begin
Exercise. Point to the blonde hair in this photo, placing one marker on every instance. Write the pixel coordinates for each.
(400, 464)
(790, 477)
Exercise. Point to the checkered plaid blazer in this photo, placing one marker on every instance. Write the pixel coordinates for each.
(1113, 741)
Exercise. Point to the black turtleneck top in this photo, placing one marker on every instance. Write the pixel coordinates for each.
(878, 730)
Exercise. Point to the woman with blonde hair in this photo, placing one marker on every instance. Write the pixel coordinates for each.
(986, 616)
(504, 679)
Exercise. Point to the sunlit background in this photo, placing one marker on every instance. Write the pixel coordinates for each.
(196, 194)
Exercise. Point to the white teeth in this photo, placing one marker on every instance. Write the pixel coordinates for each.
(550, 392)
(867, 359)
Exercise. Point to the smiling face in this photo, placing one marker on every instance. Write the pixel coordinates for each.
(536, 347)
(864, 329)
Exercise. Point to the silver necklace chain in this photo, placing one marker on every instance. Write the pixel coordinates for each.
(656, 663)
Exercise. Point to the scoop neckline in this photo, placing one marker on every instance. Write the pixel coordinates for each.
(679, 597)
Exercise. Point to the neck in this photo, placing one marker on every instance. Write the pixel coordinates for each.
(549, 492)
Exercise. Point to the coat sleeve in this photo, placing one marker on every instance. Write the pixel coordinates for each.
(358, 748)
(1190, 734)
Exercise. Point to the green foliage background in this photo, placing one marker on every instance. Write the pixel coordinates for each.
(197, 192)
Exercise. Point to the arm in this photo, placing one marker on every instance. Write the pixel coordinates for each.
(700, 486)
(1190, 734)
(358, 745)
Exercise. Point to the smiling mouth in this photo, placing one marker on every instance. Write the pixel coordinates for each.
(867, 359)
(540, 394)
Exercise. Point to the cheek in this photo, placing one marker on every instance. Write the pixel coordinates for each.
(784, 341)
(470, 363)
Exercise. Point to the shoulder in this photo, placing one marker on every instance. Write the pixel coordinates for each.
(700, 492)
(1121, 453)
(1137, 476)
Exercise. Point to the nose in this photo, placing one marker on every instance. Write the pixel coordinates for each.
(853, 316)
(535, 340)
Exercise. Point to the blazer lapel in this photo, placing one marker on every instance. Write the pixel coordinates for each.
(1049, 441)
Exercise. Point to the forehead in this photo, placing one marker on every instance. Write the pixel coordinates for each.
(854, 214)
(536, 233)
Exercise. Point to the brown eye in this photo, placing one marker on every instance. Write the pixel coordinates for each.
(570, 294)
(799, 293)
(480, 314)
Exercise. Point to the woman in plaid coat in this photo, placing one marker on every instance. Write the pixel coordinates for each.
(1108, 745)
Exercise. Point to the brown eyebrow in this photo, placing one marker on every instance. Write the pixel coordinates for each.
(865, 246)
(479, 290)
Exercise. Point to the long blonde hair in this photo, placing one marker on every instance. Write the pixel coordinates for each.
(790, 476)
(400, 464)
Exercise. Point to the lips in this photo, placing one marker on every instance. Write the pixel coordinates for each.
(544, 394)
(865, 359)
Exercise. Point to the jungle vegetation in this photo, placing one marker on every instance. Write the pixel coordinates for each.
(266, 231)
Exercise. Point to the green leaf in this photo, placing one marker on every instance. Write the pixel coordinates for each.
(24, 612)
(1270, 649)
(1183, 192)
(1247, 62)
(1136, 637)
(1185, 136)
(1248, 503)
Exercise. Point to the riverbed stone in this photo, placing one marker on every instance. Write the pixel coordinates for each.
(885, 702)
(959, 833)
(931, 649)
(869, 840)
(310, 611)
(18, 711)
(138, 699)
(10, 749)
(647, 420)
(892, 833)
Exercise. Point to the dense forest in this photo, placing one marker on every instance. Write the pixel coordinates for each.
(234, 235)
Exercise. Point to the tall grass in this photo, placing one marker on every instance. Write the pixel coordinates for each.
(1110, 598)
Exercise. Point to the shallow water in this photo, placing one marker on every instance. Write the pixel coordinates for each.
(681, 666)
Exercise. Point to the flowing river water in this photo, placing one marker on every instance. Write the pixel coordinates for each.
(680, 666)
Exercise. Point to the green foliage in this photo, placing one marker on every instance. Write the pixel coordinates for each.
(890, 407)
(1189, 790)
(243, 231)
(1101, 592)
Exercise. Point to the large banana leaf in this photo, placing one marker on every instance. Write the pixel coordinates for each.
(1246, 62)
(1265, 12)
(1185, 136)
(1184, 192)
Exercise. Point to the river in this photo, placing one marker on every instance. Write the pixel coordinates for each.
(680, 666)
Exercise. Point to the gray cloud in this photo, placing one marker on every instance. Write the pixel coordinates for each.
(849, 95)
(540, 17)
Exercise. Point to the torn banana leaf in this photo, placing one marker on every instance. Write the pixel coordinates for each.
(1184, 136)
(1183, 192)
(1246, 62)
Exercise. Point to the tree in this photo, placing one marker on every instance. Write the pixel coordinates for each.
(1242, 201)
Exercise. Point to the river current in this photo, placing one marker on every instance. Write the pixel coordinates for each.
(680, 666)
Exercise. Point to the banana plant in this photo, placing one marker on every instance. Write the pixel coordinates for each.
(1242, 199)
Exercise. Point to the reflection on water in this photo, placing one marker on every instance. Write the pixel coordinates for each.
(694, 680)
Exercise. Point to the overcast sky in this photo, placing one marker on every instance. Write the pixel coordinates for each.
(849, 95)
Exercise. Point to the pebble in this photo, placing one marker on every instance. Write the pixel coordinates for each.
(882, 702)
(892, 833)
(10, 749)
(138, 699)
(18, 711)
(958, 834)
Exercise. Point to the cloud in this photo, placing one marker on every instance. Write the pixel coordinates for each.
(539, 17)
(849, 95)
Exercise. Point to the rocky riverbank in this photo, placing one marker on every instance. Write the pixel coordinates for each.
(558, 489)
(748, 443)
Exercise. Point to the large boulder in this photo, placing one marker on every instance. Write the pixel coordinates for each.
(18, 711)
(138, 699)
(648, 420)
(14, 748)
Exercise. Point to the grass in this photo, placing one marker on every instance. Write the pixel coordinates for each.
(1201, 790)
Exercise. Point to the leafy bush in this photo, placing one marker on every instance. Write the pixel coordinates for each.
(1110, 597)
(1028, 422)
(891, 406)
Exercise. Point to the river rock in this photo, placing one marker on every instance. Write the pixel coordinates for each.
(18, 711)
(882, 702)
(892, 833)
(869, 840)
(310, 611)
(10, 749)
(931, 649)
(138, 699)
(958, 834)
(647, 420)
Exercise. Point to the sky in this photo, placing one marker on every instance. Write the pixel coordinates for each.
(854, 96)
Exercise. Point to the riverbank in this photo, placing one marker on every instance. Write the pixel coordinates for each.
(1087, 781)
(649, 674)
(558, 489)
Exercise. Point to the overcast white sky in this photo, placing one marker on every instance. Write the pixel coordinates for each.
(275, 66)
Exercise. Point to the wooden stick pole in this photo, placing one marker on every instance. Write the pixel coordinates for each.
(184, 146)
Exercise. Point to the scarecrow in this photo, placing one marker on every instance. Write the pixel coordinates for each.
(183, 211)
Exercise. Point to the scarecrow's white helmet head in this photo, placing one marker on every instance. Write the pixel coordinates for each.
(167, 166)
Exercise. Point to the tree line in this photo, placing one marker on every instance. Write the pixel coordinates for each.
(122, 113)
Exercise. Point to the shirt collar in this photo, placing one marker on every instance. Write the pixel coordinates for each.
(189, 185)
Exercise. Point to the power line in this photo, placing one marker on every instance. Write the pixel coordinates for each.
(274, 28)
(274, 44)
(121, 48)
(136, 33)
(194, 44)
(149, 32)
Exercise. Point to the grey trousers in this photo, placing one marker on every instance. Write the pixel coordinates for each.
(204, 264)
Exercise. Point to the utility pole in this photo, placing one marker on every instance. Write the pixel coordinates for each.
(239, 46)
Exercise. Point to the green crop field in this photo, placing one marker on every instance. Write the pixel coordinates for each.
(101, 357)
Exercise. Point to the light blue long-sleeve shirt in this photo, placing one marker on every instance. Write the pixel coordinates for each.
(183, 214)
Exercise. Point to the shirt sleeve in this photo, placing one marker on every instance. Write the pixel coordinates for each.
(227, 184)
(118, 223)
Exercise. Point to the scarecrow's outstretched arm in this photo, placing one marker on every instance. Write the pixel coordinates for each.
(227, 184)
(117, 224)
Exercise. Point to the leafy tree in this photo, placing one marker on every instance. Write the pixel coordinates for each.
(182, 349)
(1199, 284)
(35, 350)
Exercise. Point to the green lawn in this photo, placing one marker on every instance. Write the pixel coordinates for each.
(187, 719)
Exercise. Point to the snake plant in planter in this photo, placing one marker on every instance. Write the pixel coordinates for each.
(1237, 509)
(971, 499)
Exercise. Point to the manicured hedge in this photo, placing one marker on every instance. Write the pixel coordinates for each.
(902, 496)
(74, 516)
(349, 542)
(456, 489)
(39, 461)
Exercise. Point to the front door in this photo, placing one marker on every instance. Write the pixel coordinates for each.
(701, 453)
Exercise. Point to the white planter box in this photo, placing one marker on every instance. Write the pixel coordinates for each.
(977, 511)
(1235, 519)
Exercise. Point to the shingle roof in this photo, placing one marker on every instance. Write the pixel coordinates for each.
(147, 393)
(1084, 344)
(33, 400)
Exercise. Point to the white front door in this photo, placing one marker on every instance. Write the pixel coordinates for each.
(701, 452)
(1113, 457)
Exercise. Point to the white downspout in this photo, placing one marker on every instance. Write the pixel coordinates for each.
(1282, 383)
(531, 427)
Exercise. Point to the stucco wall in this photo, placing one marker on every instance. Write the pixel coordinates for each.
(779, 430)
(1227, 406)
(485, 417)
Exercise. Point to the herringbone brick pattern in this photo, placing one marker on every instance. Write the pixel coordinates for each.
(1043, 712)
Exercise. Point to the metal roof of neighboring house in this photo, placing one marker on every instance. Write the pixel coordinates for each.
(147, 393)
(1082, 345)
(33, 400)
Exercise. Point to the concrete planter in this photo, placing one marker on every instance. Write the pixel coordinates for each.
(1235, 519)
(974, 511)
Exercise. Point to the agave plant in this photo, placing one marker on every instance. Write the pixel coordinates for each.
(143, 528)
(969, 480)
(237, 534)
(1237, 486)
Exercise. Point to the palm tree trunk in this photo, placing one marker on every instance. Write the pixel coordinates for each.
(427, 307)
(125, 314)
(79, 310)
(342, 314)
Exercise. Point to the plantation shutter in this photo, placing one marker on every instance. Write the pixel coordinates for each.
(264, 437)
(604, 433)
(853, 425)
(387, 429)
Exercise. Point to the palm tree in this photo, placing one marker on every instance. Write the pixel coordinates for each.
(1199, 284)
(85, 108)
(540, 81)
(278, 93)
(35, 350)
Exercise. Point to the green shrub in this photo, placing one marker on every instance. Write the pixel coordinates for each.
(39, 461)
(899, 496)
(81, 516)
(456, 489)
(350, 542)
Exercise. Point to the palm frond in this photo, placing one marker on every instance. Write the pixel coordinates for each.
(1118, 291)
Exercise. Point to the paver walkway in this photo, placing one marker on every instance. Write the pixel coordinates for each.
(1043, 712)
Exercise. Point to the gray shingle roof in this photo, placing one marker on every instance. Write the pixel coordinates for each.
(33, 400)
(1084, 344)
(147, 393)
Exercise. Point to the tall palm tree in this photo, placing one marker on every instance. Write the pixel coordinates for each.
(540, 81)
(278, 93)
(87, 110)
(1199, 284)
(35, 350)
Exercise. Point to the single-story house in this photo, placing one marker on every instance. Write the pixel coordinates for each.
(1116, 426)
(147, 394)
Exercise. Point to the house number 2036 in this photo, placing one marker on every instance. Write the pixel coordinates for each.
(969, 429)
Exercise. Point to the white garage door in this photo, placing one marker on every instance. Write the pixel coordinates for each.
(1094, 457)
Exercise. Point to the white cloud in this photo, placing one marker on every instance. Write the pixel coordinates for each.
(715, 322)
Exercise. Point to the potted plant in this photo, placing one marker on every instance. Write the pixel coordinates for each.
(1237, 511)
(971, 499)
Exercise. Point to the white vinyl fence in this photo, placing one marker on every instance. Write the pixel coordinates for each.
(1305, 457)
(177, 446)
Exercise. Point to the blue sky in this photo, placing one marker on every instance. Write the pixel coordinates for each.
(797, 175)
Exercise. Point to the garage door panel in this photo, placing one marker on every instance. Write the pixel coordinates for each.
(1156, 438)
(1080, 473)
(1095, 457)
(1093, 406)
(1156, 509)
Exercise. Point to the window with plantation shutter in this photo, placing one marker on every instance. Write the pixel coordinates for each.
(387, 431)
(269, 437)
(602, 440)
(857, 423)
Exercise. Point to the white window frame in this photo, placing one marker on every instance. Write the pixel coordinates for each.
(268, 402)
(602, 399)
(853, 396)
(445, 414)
end
THE REQUEST>
Starting from the line containing "Exercise. Point to the gray shingle" and ending with the final line of the data, reproduce each line exactly as it appears, including no other lines.

TASK RESPONSE>
Exercise. Point to the gray shingle roof in this photo, placing one marker on every instance. Write the pixel coordinates for each.
(33, 400)
(1084, 344)
(147, 393)
Exercise. Point to the tall palm tree in this photo, placing one marker on every instance. Write the pixel coordinates for each.
(540, 81)
(278, 93)
(87, 110)
(1199, 284)
(35, 350)
Exercise. Point to the single-story house in this photo, placing one marker on every instance. Write the pixel coordinates for each.
(1116, 426)
(147, 394)
Exercise. Point to the house number 2036 in this photo, placing one marker on every instance. Write the pixel coordinates for each.
(969, 429)
Exercise. Point to the white garage door in this photo, placing one marker on every instance. Write the pixel coordinates for each.
(1094, 457)
Exercise. Point to the white cloud in this photo, placing one marker on every instance. Write the pixel coordinates for each.
(715, 322)
Exercise. Point to the potted plant in this photo, placing one marker on every instance. Write the pixel coordinates for each.
(1237, 511)
(971, 499)
Exercise. Point to the white vinyl fence in this photo, placing one marker on every instance. Write the pixel coordinates for each.
(1305, 457)
(177, 446)
Exercise. Point to the blue sky in this photo, placing one marker on every instance. Write the pixel coordinates for each.
(797, 175)
Exercise. Point to the garage door panel in this photo, placing one marker on every instance. Write the pixel coordinates for each.
(1156, 438)
(1080, 473)
(1095, 457)
(1093, 406)
(1156, 509)
Exercise. Point to the window with plantation shutter in this photo, placing one marker on every instance. Write the pixel coordinates for each.
(387, 431)
(269, 437)
(602, 440)
(857, 423)
Exercise. Point to the white window frame in this photo, placing one marker on every instance. Write the pixel coordinates for each.
(268, 402)
(602, 399)
(853, 396)
(445, 414)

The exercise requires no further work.